• OBJECTIVE: Please convert the rows from the very first line through the line containing "x=609, y=202", inclusive, into a JSON list of strings with one string per line and blank lines omitted. Leave out everything after that line.

━━ MATERIALS PROVIDED ━━

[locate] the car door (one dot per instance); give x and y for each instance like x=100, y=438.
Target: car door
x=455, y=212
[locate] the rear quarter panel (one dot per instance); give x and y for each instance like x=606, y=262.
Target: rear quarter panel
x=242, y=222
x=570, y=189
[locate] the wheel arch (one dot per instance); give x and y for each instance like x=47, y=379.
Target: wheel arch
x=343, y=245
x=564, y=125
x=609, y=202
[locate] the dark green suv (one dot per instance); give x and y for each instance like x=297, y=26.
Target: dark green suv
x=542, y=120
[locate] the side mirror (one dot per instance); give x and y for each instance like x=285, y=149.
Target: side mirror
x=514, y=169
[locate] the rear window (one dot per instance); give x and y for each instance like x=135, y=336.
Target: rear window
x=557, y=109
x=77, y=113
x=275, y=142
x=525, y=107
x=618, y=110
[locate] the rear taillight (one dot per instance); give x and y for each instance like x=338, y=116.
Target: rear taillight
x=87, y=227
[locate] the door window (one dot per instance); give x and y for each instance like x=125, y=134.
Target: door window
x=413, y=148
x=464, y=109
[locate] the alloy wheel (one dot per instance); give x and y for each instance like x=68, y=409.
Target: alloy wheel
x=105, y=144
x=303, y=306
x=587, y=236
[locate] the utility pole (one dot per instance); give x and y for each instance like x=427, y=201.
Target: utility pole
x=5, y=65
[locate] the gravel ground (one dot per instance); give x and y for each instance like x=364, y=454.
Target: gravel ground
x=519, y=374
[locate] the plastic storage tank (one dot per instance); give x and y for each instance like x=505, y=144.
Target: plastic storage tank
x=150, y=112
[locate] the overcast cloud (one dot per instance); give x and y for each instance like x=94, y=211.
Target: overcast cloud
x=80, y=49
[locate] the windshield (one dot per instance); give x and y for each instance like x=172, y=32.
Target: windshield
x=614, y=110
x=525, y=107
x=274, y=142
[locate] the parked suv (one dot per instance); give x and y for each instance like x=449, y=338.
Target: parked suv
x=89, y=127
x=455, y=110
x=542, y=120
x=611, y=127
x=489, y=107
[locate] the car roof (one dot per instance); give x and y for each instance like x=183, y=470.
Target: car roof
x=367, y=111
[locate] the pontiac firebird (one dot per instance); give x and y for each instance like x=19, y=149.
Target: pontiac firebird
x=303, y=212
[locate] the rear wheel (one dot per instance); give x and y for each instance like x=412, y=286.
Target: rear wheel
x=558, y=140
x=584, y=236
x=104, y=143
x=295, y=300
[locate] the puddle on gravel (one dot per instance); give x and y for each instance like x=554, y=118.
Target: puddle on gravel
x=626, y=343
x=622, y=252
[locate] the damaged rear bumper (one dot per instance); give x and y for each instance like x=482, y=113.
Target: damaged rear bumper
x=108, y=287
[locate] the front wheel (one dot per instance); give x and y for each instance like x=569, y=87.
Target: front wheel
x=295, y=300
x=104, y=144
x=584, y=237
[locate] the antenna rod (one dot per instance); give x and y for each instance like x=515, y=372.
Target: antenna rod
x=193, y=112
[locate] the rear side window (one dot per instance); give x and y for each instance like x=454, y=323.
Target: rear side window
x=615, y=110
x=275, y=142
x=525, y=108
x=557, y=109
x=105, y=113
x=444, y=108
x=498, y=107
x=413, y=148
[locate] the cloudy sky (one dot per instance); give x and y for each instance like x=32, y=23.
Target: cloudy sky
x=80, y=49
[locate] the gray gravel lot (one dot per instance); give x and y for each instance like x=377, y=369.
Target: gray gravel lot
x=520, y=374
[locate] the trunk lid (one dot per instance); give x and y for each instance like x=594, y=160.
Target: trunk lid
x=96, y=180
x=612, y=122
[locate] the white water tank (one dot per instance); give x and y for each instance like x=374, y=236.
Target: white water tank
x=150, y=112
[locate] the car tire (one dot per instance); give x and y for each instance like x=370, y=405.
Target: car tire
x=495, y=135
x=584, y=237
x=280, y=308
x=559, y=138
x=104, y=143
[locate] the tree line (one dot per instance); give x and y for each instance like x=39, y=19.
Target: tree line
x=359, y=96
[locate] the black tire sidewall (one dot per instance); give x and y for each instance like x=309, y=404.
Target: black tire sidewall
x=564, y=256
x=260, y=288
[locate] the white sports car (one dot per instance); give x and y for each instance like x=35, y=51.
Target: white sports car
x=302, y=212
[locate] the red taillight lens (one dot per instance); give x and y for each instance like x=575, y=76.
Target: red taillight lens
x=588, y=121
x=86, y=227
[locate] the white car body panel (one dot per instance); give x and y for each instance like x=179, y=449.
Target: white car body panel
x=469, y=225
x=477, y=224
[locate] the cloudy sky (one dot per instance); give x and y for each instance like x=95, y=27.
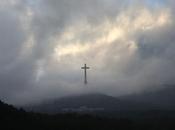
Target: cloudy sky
x=129, y=46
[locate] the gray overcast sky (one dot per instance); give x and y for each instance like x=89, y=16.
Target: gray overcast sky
x=129, y=45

━━━

• RIGHT ANSWER:
[
  "[locate] the car door (one dot per instance); give x and y for each instance like x=100, y=438.",
  "Target: car door",
  "x=455, y=212",
  "[locate] the rear quarter panel (one dot per instance); give x and y for each instance like x=606, y=262.",
  "Target: rear quarter panel",
  "x=242, y=222",
  "x=570, y=189",
  "[locate] the wheel arch (one dot per instance); give x and y for each instance like x=47, y=379.",
  "Target: wheel arch",
  "x=343, y=245",
  "x=564, y=125",
  "x=609, y=202"
]